# Prompt
Your answer should consist only of the lines below from the one with "TARGET = yellow autumn grass" through the one with "TARGET = horizontal fence rail", copied exactly.

++++ Listed entries

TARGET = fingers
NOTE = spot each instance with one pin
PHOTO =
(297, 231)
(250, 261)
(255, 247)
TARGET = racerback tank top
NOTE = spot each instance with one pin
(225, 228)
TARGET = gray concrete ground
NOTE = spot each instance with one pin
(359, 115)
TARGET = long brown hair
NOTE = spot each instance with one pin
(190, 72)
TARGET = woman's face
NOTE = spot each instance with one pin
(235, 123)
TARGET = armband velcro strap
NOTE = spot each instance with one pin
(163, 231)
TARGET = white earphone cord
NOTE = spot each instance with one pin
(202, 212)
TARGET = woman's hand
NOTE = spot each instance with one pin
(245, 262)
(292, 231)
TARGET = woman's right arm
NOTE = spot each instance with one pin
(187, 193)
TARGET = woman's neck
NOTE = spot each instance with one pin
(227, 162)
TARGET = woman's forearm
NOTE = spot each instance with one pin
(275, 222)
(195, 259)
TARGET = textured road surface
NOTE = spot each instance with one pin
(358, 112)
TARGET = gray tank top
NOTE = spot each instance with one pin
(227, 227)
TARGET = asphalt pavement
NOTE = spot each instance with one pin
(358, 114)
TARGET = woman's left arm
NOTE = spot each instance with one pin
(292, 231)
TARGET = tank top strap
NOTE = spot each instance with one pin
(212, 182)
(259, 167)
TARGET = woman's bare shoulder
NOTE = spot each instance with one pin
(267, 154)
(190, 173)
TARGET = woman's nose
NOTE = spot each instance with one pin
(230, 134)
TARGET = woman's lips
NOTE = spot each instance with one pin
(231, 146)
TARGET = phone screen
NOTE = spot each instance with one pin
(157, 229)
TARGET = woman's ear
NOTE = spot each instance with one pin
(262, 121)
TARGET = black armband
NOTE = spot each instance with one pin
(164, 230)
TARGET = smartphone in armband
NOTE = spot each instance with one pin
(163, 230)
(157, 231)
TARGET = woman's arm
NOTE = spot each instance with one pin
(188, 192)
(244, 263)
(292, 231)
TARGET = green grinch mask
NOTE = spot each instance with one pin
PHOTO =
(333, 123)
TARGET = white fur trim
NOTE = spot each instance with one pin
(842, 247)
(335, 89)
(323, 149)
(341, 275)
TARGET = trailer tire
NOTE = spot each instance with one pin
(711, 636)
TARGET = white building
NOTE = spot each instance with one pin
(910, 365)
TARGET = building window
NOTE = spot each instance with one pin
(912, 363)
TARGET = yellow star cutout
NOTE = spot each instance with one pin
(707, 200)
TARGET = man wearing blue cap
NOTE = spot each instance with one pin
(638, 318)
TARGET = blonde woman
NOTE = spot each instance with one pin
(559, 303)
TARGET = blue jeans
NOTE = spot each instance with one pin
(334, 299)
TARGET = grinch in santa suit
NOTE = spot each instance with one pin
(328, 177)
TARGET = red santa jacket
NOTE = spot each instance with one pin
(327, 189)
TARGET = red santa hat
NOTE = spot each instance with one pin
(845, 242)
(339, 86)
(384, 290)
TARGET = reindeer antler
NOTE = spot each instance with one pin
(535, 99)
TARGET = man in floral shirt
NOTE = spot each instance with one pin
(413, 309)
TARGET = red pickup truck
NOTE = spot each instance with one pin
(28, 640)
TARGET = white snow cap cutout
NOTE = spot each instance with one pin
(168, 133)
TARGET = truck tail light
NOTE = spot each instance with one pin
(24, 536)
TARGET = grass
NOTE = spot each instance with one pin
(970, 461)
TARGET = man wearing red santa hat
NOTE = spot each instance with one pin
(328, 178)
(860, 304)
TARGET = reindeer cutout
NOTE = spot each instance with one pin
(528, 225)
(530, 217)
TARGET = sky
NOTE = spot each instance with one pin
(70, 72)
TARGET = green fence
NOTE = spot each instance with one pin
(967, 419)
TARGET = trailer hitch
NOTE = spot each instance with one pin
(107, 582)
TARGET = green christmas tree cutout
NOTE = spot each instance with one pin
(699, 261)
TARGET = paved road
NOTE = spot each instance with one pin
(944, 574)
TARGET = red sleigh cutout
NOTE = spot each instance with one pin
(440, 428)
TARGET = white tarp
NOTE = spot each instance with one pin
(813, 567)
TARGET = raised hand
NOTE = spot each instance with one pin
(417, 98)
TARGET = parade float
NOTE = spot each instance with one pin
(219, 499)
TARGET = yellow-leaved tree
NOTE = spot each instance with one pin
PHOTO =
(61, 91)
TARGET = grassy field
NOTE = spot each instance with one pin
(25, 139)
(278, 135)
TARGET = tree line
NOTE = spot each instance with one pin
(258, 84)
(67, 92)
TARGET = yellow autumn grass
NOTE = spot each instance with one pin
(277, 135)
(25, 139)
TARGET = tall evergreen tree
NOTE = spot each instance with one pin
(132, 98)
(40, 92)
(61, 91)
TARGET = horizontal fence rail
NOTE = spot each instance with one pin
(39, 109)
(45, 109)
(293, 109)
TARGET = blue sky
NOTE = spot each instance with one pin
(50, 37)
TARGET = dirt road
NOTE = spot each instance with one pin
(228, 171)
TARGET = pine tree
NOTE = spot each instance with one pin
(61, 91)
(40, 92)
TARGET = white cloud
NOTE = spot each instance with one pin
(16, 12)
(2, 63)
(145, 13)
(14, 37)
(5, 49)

++++++++

# Expected answer
TARGET = yellow autumn grass
NOTE = spot each instance with one pin
(277, 135)
(25, 139)
TARGET = tall evergreen tree
NOTE = spot each instance with one pin
(132, 98)
(40, 92)
(61, 91)
TARGET = horizontal fence rail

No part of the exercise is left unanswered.